What the task requires: Would you write out the entries below, every one of them, exactly?

── Records supplied

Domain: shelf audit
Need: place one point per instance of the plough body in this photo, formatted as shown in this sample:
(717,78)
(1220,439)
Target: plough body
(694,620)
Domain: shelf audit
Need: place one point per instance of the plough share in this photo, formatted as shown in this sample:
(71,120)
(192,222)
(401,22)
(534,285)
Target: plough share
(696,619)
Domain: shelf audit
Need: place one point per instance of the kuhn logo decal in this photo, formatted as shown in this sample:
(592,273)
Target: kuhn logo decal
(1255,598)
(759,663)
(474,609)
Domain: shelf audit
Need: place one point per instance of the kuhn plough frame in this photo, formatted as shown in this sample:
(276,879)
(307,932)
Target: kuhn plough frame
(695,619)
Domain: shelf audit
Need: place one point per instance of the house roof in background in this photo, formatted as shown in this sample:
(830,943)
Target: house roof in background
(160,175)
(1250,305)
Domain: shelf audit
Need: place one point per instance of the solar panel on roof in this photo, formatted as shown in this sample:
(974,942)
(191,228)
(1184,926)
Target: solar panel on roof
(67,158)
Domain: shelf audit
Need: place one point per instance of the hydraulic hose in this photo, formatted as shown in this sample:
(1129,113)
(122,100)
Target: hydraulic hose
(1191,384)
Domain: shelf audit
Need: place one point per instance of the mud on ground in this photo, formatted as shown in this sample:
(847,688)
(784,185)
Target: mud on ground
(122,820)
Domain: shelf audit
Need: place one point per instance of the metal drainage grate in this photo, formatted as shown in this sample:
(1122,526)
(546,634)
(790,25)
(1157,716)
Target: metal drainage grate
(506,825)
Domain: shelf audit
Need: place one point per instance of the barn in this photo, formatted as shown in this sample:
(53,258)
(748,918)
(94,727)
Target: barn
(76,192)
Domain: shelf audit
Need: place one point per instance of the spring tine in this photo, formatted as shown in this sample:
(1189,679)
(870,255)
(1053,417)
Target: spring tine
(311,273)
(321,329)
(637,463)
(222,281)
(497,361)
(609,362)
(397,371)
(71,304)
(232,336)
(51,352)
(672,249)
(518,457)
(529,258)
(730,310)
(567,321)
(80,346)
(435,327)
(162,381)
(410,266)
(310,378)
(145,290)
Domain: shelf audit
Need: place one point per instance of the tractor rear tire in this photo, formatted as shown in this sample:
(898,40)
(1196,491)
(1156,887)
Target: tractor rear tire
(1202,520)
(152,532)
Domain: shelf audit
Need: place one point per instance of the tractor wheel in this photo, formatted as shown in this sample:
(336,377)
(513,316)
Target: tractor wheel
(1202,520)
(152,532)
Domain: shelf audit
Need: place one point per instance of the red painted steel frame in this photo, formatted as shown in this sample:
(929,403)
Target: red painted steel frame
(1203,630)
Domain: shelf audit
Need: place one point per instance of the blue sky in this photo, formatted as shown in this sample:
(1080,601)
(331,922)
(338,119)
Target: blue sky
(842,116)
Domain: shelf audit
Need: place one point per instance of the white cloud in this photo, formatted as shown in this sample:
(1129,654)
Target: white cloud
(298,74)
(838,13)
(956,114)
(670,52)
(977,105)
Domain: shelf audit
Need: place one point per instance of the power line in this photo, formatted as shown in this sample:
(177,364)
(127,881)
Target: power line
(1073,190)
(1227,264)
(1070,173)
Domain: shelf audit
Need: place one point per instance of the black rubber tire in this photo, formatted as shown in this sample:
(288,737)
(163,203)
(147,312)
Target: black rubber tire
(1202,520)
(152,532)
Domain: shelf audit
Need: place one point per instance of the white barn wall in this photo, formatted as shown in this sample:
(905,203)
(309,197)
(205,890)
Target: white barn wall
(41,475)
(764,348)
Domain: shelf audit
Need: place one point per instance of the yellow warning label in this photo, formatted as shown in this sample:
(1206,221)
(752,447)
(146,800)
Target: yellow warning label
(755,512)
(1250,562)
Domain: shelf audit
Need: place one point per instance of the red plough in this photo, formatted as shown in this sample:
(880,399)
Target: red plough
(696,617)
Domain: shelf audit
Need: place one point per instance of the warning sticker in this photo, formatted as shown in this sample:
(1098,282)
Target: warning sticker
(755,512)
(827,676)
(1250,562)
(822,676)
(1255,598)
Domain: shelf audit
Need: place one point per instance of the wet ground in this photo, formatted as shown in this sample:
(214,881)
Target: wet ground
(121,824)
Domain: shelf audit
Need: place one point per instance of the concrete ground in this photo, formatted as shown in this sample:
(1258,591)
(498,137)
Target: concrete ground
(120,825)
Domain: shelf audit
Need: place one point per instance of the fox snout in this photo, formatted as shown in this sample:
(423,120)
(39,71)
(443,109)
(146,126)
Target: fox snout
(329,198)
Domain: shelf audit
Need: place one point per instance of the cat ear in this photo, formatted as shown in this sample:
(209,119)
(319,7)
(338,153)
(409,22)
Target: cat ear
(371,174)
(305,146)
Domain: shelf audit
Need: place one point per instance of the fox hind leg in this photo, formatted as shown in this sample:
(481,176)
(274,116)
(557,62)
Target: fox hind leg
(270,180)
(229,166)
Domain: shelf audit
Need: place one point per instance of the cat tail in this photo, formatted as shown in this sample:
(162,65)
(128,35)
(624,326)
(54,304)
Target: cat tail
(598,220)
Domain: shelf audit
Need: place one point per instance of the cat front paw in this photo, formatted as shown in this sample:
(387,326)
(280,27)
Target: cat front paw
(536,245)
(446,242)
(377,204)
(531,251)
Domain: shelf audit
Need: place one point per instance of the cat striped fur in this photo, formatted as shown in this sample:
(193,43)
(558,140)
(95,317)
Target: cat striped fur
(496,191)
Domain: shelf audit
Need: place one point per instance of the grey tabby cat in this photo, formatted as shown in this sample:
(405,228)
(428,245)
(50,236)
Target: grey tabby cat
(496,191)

────

Task answer:
Domain: shelf audit
Need: place one point per instance of the plough body in this photo, formatted as shown in this sample:
(717,78)
(1220,439)
Target: plough body
(694,620)
Domain: shelf audit
Need: place one point per instance of the plough share in this photo, formatted as shown in this sample:
(71,120)
(192,222)
(401,22)
(534,285)
Target: plough share
(696,619)
Domain: shelf audit
Need: place one point per instance of the kuhn logo decal in this photo, formatted as shown in this sample:
(592,273)
Target: kuhn logo decal
(1255,598)
(759,663)
(474,609)
Domain: shelf audit
Need: place one point per instance of the kuhn plough frame in this photo, formatted as shown in this sample:
(276,879)
(307,932)
Target: kuhn plough frame
(695,619)
Domain: shelf audit
Need: place one point per instance of the house roof in background in this photo, formatted as shown in this sample:
(830,943)
Target: house roof in background
(160,175)
(1250,305)
Domain: shelf audit
Need: place one point per instance of the solar panel on roof in this photo, formatted as shown in this sample:
(974,942)
(191,228)
(1184,926)
Target: solar panel on roof
(67,158)
Domain: shelf audit
Need: place one point per instance of the hydraulic hose in this photo, formatted as shown in this sample:
(1129,113)
(122,100)
Target: hydraulic hose
(1191,384)
Domain: shelf audit
Need: place one point per instance of the mud on ground in this photo, formatted as shown in this sample:
(847,688)
(784,185)
Target: mud on ground
(122,820)
Domain: shelf audit
Need: place one point per instance of the metal drainage grate in this photo, formatted as shown in this sample:
(1122,526)
(546,634)
(790,25)
(1157,716)
Target: metal drainage grate
(506,825)
Domain: shelf audit
Need: place one point per instance of the barn in this photo, formatted as shown in this sample:
(53,258)
(748,918)
(94,727)
Target: barn
(76,192)
Domain: shelf audit
Need: place one point per instance of the spring tine in this photo, formatted as shown in this sample:
(1189,679)
(870,255)
(1053,417)
Target: spring tine
(311,273)
(321,329)
(637,463)
(222,281)
(497,361)
(609,362)
(397,371)
(71,304)
(232,336)
(51,352)
(672,249)
(518,457)
(529,258)
(730,310)
(567,321)
(80,346)
(435,327)
(162,381)
(410,266)
(310,378)
(145,290)
Domain: shelf audit
Need: place one point per instance of the tractor rear tire in this photo, formatted as shown in this sample:
(898,40)
(1196,491)
(1156,887)
Target: tractor rear tire
(1202,520)
(152,532)
Domain: shelf audit
Need: place one point per instance of the tractor wheel in this photo, formatted as shown in this sample:
(336,377)
(513,316)
Target: tractor wheel
(1202,520)
(152,532)
Domain: shelf audit
Need: place one point per instance of the red painted steel frame in this photo, formatted as shown in this sample:
(929,403)
Target: red painted steel frame
(1203,630)
Domain: shelf audit
Need: place one point per instance of the blue sky in this photo, formatted as shown in this sample:
(1080,601)
(331,922)
(338,119)
Target: blue sky
(842,116)
Domain: shelf audit
Need: place one point per instance of the white cloud in this photo, formatted as shown in this sample:
(1129,654)
Target: white cloud
(298,74)
(838,13)
(956,114)
(670,52)
(977,105)
Domain: shelf audit
Need: place one point per instance of the power line in this photo, formatted as shown in this sample:
(177,364)
(127,881)
Target: power line
(1073,190)
(1227,264)
(1070,173)
Domain: shelf audit
Need: place one point per instance of the black rubber tire in this photo, formatted as shown in this sample:
(288,737)
(163,203)
(147,312)
Target: black rubber tire
(1202,520)
(152,532)
Domain: shelf audit
Need: place one point per instance of the white barn wall in this photo, formatted as shown in this sample:
(905,203)
(309,197)
(205,890)
Target: white barn wall
(41,475)
(764,348)
Domain: shelf audit
Need: place one point per instance of the yellow warning label in this photo, formatted as shown in this sample:
(1206,221)
(752,447)
(146,800)
Target: yellow warning label
(755,512)
(1250,562)
Domain: shelf audit
Need: place one point per instance of the red plough in this photo, formatted as shown in this sample:
(880,399)
Target: red plough
(696,617)
Domain: shelf audit
Need: place one point per instance of the warning sticker in this photo, formatted as shown in this sample:
(1098,282)
Target: warning sticker
(755,512)
(827,676)
(1250,562)
(822,676)
(1255,598)
Domain: shelf audit
Need: place one point per instance of the wet ground in this photo, formatted as shown in this sample:
(214,881)
Target: wet ground
(121,824)
Domain: shelf audit
Need: place one point per instance of the concrete ground in this photo, formatted as shown in this sample:
(1258,591)
(498,137)
Target: concrete ground
(120,825)
Domain: shelf audit
Need: place one point per instance of the fox snout in this photo, formatted as shown in this sample:
(423,120)
(39,71)
(443,109)
(146,126)
Target: fox snout
(329,198)
Domain: shelf audit
Need: place one point per instance of the cat ear in this photo, formatted as shown in this sample:
(209,119)
(319,7)
(338,153)
(409,22)
Target: cat ear
(371,174)
(305,146)
Domain: shelf audit
Need: place one point per instance of the fox hind leg in this photo, formatted as shown in this sample:
(481,176)
(274,116)
(557,62)
Target: fox hind leg
(270,180)
(229,166)
Domain: shelf audit
Need: place one point per instance of the cat tail in this photo, formatted as shown in this sample:
(162,65)
(128,35)
(624,326)
(54,304)
Target: cat tail
(598,220)
Domain: shelf audit
Need: place one point per instance of the cat front paw in this photo, formatted as shown in this sample:
(387,326)
(280,27)
Target: cat front paw
(536,245)
(446,242)
(377,204)
(531,251)
Domain: shelf audit
Need: place one point per instance of the cat striped fur in this photo, formatted as shown in this sample:
(193,43)
(558,140)
(95,317)
Target: cat striped fur
(496,191)
Domain: shelf audit
Need: place one point per instance of the grey tabby cat in this photo, formatted as shown in this sample:
(405,228)
(428,245)
(50,236)
Target: grey tabby cat
(496,191)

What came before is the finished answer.